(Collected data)
---------------

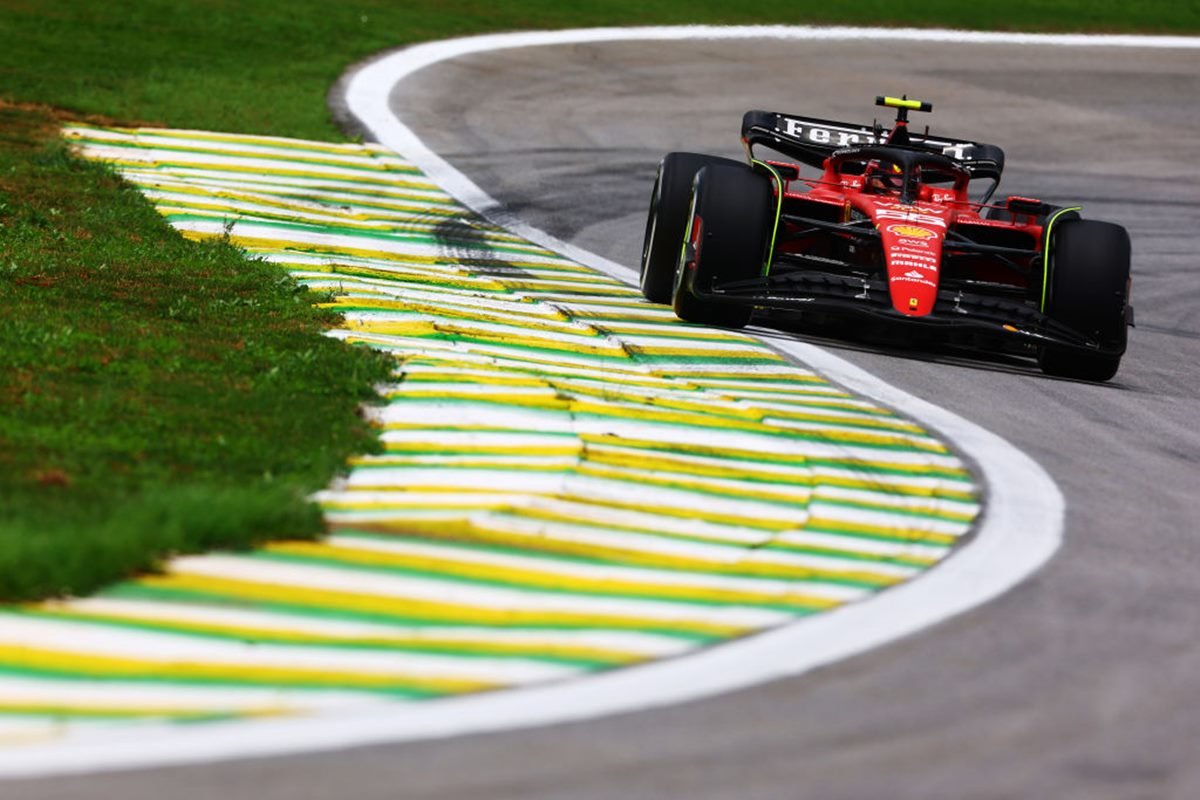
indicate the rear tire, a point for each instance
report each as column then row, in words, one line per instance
column 1089, row 290
column 667, row 218
column 730, row 226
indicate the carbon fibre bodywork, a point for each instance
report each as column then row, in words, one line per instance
column 895, row 229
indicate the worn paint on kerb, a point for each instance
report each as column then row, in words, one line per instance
column 571, row 480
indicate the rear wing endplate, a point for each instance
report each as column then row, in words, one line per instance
column 811, row 140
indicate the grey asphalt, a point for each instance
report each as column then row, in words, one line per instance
column 1081, row 683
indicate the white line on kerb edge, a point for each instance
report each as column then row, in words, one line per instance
column 1020, row 530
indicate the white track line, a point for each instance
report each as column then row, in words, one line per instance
column 1020, row 530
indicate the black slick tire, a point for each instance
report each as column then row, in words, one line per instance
column 1089, row 292
column 731, row 221
column 667, row 218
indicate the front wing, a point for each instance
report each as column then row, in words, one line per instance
column 977, row 314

---------------

#### Directions:
Please print every line of the material above word for word, leaving out the pictures.

#### Solution for this exercise:
indicate the rear tire, a point for each instance
report each as column then row, in words, one line per instance
column 1089, row 290
column 667, row 218
column 730, row 226
indicate the carbon fibre bodywork, a point for each instance
report each as column then row, in words, one line per instance
column 895, row 229
indicate the worn paint on kerb, a point for each instance
report each as column then row, in words, one line per instance
column 571, row 480
indicate the rear wing endplate, a point for each instance
report each as column then row, in words, one line per instance
column 811, row 140
indicate the grey asphalt, a point for each instance
report each as column then row, in words, one line per instance
column 1081, row 683
indicate the white line on kerb edge, a point for each instance
report each as column then row, in words, one line per instance
column 1020, row 530
indicate the white track line, a point for each instance
report each as column then row, in words, one line per instance
column 1020, row 530
indicate the black slick tire, a point for each instance
report each as column then row, in words, one line per instance
column 1089, row 292
column 731, row 221
column 667, row 218
indicate the front wing, a point for each instance
report each as column then row, in words, one line per instance
column 977, row 314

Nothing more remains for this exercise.